[Dataset entries]
========

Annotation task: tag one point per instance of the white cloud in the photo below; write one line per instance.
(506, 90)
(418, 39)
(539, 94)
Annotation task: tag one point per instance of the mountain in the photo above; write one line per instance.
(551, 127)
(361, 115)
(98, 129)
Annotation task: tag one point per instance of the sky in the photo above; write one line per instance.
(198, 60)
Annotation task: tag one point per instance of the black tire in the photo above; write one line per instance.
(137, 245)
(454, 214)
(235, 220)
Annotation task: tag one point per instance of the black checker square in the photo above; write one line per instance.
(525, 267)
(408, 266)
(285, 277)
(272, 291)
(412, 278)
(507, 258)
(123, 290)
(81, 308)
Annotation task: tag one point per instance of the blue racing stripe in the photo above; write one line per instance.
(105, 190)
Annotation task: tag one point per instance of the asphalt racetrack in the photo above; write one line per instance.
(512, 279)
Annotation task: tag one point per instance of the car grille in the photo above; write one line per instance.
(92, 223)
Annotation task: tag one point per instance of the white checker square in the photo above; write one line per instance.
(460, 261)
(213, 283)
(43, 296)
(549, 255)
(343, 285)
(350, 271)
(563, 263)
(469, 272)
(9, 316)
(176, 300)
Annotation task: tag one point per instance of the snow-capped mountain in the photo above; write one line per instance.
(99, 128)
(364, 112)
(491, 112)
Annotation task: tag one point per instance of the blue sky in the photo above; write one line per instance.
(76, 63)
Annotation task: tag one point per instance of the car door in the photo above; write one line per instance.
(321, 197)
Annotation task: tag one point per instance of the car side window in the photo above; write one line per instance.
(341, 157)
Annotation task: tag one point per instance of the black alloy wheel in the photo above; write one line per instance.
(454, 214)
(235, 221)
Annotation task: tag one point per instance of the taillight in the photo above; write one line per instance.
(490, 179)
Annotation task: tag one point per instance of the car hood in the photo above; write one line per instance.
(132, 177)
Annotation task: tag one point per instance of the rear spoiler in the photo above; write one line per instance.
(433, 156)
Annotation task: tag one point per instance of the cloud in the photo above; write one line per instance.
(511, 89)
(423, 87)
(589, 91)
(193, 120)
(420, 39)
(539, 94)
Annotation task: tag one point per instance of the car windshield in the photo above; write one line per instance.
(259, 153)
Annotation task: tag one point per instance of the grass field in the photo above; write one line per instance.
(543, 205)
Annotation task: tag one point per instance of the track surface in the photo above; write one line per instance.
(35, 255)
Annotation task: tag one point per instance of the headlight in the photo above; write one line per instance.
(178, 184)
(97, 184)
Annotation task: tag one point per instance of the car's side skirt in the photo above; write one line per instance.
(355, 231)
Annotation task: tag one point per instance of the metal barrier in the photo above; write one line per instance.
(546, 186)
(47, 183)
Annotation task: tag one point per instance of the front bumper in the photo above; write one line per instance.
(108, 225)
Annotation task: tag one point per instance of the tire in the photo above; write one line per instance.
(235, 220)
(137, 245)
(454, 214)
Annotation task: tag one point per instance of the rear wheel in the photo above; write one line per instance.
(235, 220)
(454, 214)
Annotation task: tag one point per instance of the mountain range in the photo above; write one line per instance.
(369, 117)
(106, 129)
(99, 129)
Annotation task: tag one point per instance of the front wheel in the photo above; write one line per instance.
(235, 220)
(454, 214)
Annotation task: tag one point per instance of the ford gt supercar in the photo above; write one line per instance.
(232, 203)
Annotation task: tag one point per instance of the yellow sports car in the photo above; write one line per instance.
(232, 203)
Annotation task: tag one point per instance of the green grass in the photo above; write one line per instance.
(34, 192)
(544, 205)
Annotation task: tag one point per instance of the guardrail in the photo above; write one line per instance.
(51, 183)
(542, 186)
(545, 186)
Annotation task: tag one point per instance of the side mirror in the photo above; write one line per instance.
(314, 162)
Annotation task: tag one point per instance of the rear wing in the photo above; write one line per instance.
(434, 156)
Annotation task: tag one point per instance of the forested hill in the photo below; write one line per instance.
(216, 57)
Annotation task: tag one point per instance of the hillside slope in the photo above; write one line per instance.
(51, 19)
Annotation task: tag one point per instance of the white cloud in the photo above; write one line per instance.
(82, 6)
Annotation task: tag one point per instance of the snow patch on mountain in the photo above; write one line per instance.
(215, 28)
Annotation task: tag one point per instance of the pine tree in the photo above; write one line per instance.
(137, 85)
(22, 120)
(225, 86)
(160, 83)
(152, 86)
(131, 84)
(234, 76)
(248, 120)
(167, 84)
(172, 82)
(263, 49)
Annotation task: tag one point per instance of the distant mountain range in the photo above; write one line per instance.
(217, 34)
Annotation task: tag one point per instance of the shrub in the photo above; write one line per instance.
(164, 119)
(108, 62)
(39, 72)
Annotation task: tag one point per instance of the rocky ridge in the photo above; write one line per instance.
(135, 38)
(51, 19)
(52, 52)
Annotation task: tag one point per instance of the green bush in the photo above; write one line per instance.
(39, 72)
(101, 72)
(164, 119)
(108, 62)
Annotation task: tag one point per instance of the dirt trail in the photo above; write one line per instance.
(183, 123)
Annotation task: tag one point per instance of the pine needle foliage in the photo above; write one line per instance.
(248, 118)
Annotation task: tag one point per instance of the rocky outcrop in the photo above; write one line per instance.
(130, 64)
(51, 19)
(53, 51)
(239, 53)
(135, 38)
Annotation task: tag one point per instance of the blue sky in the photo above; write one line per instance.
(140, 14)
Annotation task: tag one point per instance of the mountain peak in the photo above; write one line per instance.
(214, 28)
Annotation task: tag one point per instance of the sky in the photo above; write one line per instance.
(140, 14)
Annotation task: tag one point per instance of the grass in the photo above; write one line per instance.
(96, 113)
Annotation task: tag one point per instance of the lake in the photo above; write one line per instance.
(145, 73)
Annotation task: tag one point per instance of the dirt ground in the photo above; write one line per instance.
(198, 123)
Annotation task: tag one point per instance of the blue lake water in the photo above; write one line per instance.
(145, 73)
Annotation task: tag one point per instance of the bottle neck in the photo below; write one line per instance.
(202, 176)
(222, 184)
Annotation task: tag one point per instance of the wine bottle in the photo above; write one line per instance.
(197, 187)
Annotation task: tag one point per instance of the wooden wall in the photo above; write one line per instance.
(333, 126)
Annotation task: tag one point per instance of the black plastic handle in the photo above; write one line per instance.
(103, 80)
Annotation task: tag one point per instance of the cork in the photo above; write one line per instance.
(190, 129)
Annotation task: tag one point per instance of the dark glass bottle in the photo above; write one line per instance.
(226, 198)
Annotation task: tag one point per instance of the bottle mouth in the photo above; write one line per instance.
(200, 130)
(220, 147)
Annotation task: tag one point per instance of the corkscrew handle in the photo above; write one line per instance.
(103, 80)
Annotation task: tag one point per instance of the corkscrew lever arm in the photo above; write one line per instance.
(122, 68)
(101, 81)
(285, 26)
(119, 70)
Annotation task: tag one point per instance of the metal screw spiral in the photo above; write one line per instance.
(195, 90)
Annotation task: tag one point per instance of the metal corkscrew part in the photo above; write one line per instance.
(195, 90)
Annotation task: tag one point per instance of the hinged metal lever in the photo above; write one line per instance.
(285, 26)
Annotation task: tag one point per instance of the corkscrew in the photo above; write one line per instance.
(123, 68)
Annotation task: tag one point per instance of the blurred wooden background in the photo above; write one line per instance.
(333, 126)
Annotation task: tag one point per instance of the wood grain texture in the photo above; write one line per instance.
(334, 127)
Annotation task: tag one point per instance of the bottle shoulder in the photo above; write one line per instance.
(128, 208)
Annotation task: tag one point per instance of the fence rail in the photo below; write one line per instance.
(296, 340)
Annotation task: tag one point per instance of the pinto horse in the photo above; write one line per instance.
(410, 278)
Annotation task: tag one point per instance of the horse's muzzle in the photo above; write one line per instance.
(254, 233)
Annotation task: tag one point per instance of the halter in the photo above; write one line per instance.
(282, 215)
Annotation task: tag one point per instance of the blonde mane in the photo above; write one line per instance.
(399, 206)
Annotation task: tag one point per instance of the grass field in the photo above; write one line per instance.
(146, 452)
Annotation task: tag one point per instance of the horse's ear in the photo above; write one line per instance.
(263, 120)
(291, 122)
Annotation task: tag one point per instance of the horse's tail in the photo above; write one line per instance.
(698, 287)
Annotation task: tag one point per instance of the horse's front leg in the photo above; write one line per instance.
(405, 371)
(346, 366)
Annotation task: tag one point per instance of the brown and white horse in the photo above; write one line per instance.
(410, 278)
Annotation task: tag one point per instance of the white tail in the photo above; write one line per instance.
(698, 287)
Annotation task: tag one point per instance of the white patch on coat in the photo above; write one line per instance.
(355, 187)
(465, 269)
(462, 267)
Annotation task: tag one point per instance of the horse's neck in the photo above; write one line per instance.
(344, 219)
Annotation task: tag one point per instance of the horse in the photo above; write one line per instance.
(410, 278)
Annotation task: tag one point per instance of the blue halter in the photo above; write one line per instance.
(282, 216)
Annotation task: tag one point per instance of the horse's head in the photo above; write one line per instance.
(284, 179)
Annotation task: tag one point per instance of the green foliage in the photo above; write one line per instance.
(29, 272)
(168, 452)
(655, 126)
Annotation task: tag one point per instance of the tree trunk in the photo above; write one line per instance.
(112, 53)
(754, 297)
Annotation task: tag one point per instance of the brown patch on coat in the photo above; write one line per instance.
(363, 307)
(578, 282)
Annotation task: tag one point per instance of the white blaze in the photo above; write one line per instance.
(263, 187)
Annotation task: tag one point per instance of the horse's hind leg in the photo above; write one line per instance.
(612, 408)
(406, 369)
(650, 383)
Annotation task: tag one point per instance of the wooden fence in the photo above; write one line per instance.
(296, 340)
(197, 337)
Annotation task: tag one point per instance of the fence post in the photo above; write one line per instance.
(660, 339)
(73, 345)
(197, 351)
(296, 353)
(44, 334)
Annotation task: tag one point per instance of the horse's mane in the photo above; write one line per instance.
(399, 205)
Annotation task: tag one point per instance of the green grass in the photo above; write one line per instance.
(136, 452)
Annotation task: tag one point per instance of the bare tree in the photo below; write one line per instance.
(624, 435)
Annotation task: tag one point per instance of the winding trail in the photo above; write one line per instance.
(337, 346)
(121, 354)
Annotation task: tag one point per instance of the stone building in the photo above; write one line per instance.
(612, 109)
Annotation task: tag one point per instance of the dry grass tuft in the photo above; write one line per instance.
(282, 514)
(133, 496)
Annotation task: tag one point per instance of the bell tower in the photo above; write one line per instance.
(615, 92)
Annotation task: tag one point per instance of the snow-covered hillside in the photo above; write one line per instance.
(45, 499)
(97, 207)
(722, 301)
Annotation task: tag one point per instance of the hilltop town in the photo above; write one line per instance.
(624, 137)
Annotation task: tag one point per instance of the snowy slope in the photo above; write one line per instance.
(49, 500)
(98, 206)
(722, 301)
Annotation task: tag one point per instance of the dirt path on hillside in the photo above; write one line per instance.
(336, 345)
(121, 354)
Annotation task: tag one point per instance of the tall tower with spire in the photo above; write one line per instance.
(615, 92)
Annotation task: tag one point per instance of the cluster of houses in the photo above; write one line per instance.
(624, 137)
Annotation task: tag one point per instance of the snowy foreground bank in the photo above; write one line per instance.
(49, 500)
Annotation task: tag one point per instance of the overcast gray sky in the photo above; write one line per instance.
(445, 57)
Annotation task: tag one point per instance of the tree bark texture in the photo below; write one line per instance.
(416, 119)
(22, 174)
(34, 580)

========

### EXERCISE PROMPT
Take the line holding "Annotation task: tag one point per instance of the dry" and all lines after it through the end of the data, and set them down exactly.

### TASK RESULT
Annotation task: tag one point per instance of the dry grass tuft in the photo above; write one line per instance.
(282, 514)
(133, 496)
Annotation task: tag one point per instance of the bell tower in the photo above; write one line per instance.
(615, 92)
Annotation task: tag one point per instance of the snow-covered hillside in the photo above; write one line per instance.
(45, 499)
(97, 207)
(722, 301)
Annotation task: tag one point per instance of the hilltop town in the photo above; write one line per instance.
(624, 137)
Annotation task: tag one point per instance of the snowy slope in the photo above; write one line per instance.
(49, 500)
(98, 206)
(722, 301)
Annotation task: tag one point per instance of the dirt path on hillside in the photo above; write one line per instance.
(336, 345)
(121, 354)
Annotation task: tag one point per instance of the tall tower with spire in the photo above; write one line per instance.
(615, 92)
Annotation task: tag one point per instance of the cluster of houses in the photo above; write one line per instance.
(624, 137)
Annotation task: tag one point per instance of the snowy foreground bank in the photo above; write one line per instance.
(49, 500)
Annotation task: tag one point per instance of the overcast gray sky in the photo above; write one line per instance.
(445, 57)
Annotation task: tag one point per instance of the tree bark texture in the photo below; write one line per instance.
(416, 119)
(22, 174)
(34, 580)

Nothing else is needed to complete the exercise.